--- EXTRAIT CITÉ ---

Le Sud est à la fois moins rouge – plusieurs fiefs à majorité socialiste absolue, comme Roeser, Kayl, Bettembourg ou Schifflange sont tombés – et plus rouge : c’est le retour de l’extrême-gauche

Parricides (à retardement)

d'Lëtzebuerger Land du 14.10.2011

À Roeser, dimanche soir, tout semblait joué : le maire socialiste Tom Jungen, critiqué pour son soutien inconditionnel du projet de stade avec centre commercial à Livange, semblait avoir perdu ces élections, moins 11,16 pour cent des suffrages (à 43,88 pour cent), soit deux mandats pour le LSAP, finie la majorité absolue de son parti. De l’autre côté, Guy Conrady, le « Henri Hosch » de ce projet qui a beaucoup de similitudes avec Haebicht, a pu emmagasiner 22,79 pour cent avec la liste des Verts (dont il n’est pas officiellement membre, mais « sympathisant »), qui se présentaient pour la première fois à Roeser, leur valant tout de suite d’occuper deux des onze sièges disponibles. Guy Conrady, qui a récolté 1 138 voix personnelles, se voyait déjà en maire, alors que Robert Weber, tête de liste du CSV, expliquait à la télévision que le chemin pour une coalition sans le LSAP, réunissant les opposants au projet Livange, était désormais libre. Eugène Berger et le DP, qui ont gagné presque un pour cent des suffrages, à 16,03 pour cent, gardant ainsi ses deux sièges, décelait un verdict anti-Livange dans ces résultats et la coalition Verts-DP-CSV (avec 2-2-2, soit six des onze mandats) semblait scellée.

---

→ **TRAVAIL DEMANDÉ**:
Pour chacune de ces affirmations, dites si l'extrait sur les élections à Roeser la confirme (oui ou non) et citez les mots qui tranchent : (a) les Verts se présentaient pour la première fois à Roeser ; (b) le DP a perdu un de ses deux sièges ; (c) Guy Conrady est officiellement membre des Verts. Les données qui suivent viennent d'une autre source.

--- DONNÉES AFFICHÉES ---

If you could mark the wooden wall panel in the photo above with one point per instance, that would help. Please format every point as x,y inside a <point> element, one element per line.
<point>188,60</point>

---

→ **RÉSULTAT**:
(a) Oui : « qui se présentaient pour la première fois à Roeser »
(b) Non : « gardant ainsi ses deux sièges »
(c) Non : « dont il n’est pas officiellement membre, mais « sympathisant » »